[Exercise details]:
Copy out the records below, switching every "biggest circle" to "largest circle" and leaving the rest unchanged.

• • •

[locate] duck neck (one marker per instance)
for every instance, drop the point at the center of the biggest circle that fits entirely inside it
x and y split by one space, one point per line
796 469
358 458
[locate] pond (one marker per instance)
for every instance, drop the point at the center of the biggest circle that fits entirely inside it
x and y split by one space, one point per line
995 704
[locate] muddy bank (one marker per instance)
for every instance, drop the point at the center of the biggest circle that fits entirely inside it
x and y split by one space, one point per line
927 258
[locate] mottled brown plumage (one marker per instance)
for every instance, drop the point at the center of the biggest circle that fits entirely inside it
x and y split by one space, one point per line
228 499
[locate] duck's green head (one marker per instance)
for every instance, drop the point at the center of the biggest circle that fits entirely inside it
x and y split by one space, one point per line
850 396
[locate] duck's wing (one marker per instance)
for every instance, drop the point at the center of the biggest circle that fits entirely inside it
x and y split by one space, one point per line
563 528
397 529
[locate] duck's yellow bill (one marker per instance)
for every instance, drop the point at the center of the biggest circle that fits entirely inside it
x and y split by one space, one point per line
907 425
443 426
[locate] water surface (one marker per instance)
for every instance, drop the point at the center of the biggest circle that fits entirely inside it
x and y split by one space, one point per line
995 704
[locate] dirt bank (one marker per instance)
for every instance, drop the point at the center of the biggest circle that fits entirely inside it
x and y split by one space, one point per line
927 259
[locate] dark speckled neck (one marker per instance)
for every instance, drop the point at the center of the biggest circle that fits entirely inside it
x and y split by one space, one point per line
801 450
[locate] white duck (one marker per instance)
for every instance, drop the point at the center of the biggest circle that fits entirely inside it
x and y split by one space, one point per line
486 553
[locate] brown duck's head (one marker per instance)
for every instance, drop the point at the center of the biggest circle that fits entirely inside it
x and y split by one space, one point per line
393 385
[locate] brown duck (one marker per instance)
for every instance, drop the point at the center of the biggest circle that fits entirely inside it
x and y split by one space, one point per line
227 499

• • •

[Result]:
[locate] duck neck (one marker per instance)
for every instance, drop the point at the center of the largest circle that fits entirely inside it
x and y split by one space, one point per line
796 469
358 458
[locate] pond (one marker per instance)
for every instance, drop the point at the center of the largest circle that fits entirely inside it
x and y split by one space, one point per line
995 704
[locate] muddy bank (one marker per instance)
for every instance, drop the point at the center of the largest circle that fits entirely inside it
x and y split by one space, one point per line
927 258
[locate] mottled brown plumage (one marker per instance)
for every instance, drop the point at the center of the largest circle that fits entirely inside it
x and y split by one space, one point per line
228 499
[locate] duck's green head (one marker per instance)
for every instance, drop the point at the center of the largest circle that fits entirely inside it
x and y split by one space, one point per line
850 396
[locate] duck's wing (one marker per instance)
for every instance, drop the point at the center of the largest circle that fits entirely inside it
x and y split by one space, one point per line
563 528
397 529
[locate] duck's yellow bill (one marker per instance)
for every instance, drop the point at the center of the largest circle that fits entirely inside it
x and y split by one space, one point per line
907 425
443 426
[locate] water surface (one marker per instance)
for every instance, drop the point at the center of the largest circle that fits entirely inside it
x and y split by one space, one point per line
995 704
[locate] dirt bank (one marker per instance)
for every instance, drop the point at the center of the largest circle that fits entirely inside it
x and y split by one space, one point per line
927 259
[locate] dark speckled neck (one marker per instance)
for every instance, drop the point at the center of the largest circle that fits entirely inside it
x and y split by one space, one point per line
801 450
[locate] white duck (one marker per instance)
for every instance, drop the point at the center of the largest circle that fits entirely inside it
x and y split by one space, one point per line
486 553
[locate] brown duck's head (one marker per instance)
for every instance, drop the point at the center of the largest circle that fits entirely inside it
x and y split by one space, one point per line
393 385
[locate] brown duck (one marker per instance)
for every instance, drop the point at the center of the largest circle that fits entirely inside it
x and y split by one space, one point per line
227 499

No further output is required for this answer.